» CHALLENGE: Print the following lines word for word, in the same order.

» DATA LINES:
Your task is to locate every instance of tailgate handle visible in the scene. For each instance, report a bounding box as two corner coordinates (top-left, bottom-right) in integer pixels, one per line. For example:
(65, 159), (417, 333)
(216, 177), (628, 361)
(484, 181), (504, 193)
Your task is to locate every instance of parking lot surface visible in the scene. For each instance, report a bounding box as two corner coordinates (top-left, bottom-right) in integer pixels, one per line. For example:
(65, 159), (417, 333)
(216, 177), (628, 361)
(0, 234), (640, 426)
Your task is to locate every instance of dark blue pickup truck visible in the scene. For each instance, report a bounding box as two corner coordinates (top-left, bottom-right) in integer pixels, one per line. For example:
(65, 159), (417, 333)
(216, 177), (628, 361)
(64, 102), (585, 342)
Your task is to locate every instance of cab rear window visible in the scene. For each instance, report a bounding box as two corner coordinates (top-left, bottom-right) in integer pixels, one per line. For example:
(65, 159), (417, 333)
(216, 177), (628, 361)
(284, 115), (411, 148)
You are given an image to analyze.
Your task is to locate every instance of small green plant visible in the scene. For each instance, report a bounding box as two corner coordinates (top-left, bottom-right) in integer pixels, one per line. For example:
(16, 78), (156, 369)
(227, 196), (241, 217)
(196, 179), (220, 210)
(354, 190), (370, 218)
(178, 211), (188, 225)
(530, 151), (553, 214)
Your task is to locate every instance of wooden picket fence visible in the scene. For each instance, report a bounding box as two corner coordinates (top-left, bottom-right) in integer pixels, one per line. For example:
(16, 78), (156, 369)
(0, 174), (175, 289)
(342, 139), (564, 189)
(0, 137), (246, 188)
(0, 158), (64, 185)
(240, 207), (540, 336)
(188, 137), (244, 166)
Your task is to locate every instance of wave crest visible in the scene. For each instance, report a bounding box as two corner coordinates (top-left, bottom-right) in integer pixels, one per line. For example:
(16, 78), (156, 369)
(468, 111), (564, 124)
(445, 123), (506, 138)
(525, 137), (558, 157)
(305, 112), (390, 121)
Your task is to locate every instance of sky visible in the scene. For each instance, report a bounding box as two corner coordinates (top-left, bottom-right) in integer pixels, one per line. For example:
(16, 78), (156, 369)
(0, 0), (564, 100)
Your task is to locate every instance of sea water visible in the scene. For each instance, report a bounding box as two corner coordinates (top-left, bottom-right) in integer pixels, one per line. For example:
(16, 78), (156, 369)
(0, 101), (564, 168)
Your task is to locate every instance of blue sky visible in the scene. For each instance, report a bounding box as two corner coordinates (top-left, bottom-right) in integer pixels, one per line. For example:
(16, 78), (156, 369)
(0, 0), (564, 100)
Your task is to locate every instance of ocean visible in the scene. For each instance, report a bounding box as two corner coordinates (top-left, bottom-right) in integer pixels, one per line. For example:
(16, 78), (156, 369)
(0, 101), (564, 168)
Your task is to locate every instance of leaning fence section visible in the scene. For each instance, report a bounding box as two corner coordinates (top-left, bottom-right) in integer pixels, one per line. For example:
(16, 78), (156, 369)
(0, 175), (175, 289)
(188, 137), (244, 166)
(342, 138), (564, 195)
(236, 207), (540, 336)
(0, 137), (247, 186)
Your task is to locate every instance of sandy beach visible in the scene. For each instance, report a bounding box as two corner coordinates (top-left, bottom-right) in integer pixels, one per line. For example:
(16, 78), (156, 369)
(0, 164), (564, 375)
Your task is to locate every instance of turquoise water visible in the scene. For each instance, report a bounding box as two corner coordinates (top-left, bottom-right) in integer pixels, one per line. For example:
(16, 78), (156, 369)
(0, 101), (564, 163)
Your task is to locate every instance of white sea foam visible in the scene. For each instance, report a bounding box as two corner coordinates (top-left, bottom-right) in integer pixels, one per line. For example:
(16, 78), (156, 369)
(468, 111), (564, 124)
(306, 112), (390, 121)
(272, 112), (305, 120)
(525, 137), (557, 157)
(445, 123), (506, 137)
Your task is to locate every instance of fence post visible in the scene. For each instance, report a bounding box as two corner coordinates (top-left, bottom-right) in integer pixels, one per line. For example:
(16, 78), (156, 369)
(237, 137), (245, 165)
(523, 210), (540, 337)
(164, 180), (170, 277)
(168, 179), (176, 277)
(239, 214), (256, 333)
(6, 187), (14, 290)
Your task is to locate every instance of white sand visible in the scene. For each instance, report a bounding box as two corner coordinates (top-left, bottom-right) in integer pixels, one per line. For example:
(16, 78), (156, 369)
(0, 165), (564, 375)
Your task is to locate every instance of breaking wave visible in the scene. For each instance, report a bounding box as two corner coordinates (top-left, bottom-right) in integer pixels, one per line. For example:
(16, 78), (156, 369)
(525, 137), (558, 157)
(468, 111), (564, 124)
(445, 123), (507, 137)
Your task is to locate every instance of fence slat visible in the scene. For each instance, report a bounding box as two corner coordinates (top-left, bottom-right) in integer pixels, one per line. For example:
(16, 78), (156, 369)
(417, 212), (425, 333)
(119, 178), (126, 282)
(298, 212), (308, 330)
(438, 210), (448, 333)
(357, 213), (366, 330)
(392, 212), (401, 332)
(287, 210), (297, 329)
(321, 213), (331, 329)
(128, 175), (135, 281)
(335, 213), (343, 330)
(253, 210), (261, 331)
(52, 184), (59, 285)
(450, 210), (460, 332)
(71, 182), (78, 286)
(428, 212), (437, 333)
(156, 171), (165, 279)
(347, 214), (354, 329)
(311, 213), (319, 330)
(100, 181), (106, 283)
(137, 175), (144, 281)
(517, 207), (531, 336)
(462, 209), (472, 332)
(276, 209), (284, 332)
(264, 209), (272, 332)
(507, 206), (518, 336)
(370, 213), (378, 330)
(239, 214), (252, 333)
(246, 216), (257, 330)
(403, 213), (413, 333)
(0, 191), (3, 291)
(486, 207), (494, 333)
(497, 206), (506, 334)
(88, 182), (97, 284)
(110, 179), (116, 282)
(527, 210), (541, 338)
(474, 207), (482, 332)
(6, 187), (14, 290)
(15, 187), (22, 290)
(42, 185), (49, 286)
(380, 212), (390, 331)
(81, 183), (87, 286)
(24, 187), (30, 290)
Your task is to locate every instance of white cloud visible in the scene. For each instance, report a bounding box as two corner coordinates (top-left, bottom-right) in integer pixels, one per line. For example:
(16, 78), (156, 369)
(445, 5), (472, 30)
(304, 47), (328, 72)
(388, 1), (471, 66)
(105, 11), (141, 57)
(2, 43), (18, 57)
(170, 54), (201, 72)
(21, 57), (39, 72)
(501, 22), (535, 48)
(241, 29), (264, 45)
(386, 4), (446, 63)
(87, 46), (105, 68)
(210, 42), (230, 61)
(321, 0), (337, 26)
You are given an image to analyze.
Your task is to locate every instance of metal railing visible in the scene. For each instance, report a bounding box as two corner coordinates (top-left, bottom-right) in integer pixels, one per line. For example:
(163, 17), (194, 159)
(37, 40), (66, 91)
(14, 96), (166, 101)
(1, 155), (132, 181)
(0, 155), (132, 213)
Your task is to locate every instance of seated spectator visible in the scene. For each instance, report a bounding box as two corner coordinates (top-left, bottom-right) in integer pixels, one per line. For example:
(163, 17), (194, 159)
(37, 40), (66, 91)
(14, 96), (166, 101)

» RESPONSE TO THE EXERCISE:
Your task is to locate every instance of tailgate handle visible in the scene. For each instance, report a bounding box as two corner coordinates (top-left, bottom-right) in integer pixels, one per line. For example:
(65, 159), (417, 333)
(216, 177), (628, 361)
(484, 181), (504, 193)
Your task is to locate every instance of parking lot surface visible in the scene. For each instance, report a bounding box as two corner coordinates (top-left, bottom-right) in integer pixels, one per line. For example:
(65, 159), (417, 333)
(216, 177), (628, 361)
(0, 234), (640, 426)
Your task is to locate every instance of dark blue pickup truck visible in the scene. For each instance, report a bounding box as two corner coordinates (top-left, bottom-right) in integer pixels, one per line. For example:
(65, 159), (417, 333)
(216, 177), (628, 361)
(64, 102), (585, 342)
Your task is to locate every instance of cab rear window visible in the scene. For each instance, report a bounding box as two corner coordinates (top-left, bottom-right) in integer pixels, one per line. For example:
(65, 159), (417, 333)
(216, 177), (628, 361)
(284, 115), (411, 148)
You are given an image to analyze.
Your task is to locate every instance of small green plant visible in the scene. For each instance, report a bounding box as two corner coordinates (top-left, bottom-right) in integer pixels, one per line. For example:
(16, 78), (156, 369)
(227, 196), (241, 217)
(196, 179), (220, 210)
(354, 190), (370, 218)
(178, 211), (188, 225)
(530, 151), (553, 214)
Your task is to locate every instance of wooden picket fence visible in the scene. For each instance, report a bounding box as two corner coordinates (top-left, bottom-right) in integer pixels, one per line. For example:
(16, 78), (156, 369)
(0, 174), (175, 289)
(342, 139), (564, 189)
(0, 137), (246, 188)
(0, 158), (64, 185)
(240, 207), (540, 336)
(188, 137), (244, 166)
Your task is to locate every instance of wave crest visible in the scene. For each instance, report a bounding box as two corner coordinates (top-left, bottom-right) in integer pixels, one per line. For example:
(16, 78), (156, 369)
(468, 111), (564, 124)
(445, 123), (506, 138)
(525, 137), (558, 157)
(305, 112), (390, 121)
Your task is to locate every instance of sky visible in the scene. For each instance, report a bounding box as two corner coordinates (top-left, bottom-right) in integer pixels, one per line. For example:
(16, 78), (156, 369)
(0, 0), (564, 100)
Your task is to locate every instance of sea water visible in the scene. For each instance, report a bounding box as two corner coordinates (top-left, bottom-right) in integer pixels, one per line. For example:
(16, 78), (156, 369)
(0, 101), (564, 168)
Your task is to locate every instance of blue sky visible in the scene. For each instance, report a bounding box as two corner coordinates (top-left, bottom-right) in integer pixels, one per line. For example:
(16, 78), (156, 369)
(0, 0), (564, 100)
Your task is to locate every instance of ocean visible in the scene. For each instance, report a bounding box as two corner coordinates (top-left, bottom-right) in integer pixels, one per line. For example:
(16, 78), (156, 369)
(0, 101), (564, 168)
Your task is to locate every instance of leaning fence section visible in the scene. For each instance, report a bounding box as two corner coordinates (top-left, bottom-right) in integer pixels, one per line. For example:
(16, 78), (156, 369)
(0, 175), (175, 289)
(188, 137), (244, 166)
(342, 138), (564, 195)
(236, 207), (540, 336)
(0, 137), (247, 186)
Your task is to locate every instance of sandy beach visible in the scene. For each instance, report a bounding box as two corner coordinates (top-left, bottom-right) in integer pixels, one per line. For example:
(16, 78), (156, 369)
(0, 164), (564, 375)
Your task is to locate every instance of turquoise water visible in the scene. For each instance, report a bounding box as two corner coordinates (top-left, bottom-right) in integer pixels, one per line. For example:
(16, 78), (156, 369)
(0, 101), (564, 163)
Your task is to locate every instance of white sea foam visible in the scene. For each instance, report a bounding box as two corner coordinates (top-left, bottom-right) in integer pixels, one per line. For example:
(16, 78), (156, 369)
(468, 111), (564, 124)
(306, 112), (390, 121)
(272, 112), (305, 120)
(525, 137), (557, 157)
(445, 123), (506, 137)
Your task is to locate every instance of fence post visible in the scene. For each instance, report a bounding box as two corner coordinates (top-left, bottom-right) in integer pixels, one per line. For example:
(16, 78), (156, 369)
(237, 137), (245, 165)
(523, 210), (540, 337)
(164, 180), (170, 277)
(168, 179), (176, 277)
(239, 214), (256, 333)
(6, 187), (14, 290)
Your task is to locate every instance of white sand visible in the scene. For each instance, report a bounding box as two corner coordinates (top-left, bottom-right) in integer pixels, one per line. For example:
(16, 78), (156, 369)
(0, 165), (564, 375)
Your task is to locate every instance of breaking wave visible in the scene. For each instance, report a bounding box as two corner coordinates (top-left, bottom-right) in integer pixels, one per line. For example:
(16, 78), (156, 369)
(525, 137), (558, 157)
(468, 111), (564, 124)
(445, 123), (507, 137)
Your task is to locate every instance of fence slat visible in the scene. For each instance, report a bounding box as two corner coordinates (top-left, bottom-right) in integer pixels, one per line. For example:
(16, 78), (156, 369)
(417, 212), (425, 333)
(119, 178), (126, 282)
(298, 212), (308, 330)
(438, 210), (448, 333)
(357, 213), (366, 330)
(392, 212), (401, 332)
(287, 210), (297, 329)
(321, 213), (331, 329)
(128, 175), (135, 281)
(335, 213), (343, 330)
(253, 210), (261, 331)
(52, 184), (59, 285)
(450, 210), (460, 332)
(71, 182), (78, 286)
(428, 212), (437, 333)
(156, 171), (165, 279)
(347, 214), (354, 329)
(311, 213), (319, 330)
(100, 181), (106, 283)
(137, 175), (144, 281)
(517, 207), (531, 336)
(462, 209), (472, 332)
(276, 209), (284, 332)
(264, 209), (272, 332)
(507, 206), (518, 336)
(370, 213), (378, 330)
(239, 214), (252, 333)
(246, 216), (257, 330)
(403, 213), (413, 333)
(0, 191), (3, 291)
(486, 207), (494, 333)
(497, 206), (506, 334)
(88, 182), (97, 284)
(110, 179), (116, 282)
(527, 210), (541, 338)
(474, 207), (482, 332)
(6, 187), (14, 290)
(15, 187), (22, 290)
(42, 185), (49, 286)
(380, 212), (390, 331)
(81, 183), (87, 286)
(24, 187), (30, 290)
Your task is to locate every instance of white cloud visible in the scene. For each instance, report a bounding box as two corner coordinates (top-left, bottom-right) in integer pixels, one per line. For example:
(16, 78), (156, 369)
(445, 5), (472, 30)
(304, 47), (328, 72)
(388, 1), (471, 66)
(105, 11), (141, 57)
(2, 43), (18, 57)
(170, 54), (201, 72)
(21, 57), (39, 72)
(501, 22), (535, 48)
(241, 29), (264, 45)
(386, 4), (446, 63)
(87, 46), (105, 68)
(210, 42), (230, 61)
(321, 0), (337, 26)
You are given an image to analyze.
Your task is to locate every instance of metal railing visible in the scene. For each instance, report a bounding box as two corner coordinates (top-left, bottom-right) in integer pixels, one per line. For example:
(163, 17), (194, 159)
(37, 40), (66, 91)
(14, 96), (166, 101)
(1, 155), (132, 181)
(0, 155), (132, 213)
Your task is to locate every instance of seated spectator visible in the scene. For each instance, report a bounding box as two corner coordinates (top-left, bottom-right) in integer pixels, one per line. For example:
(163, 17), (194, 159)
(37, 40), (66, 91)
(14, 96), (166, 101)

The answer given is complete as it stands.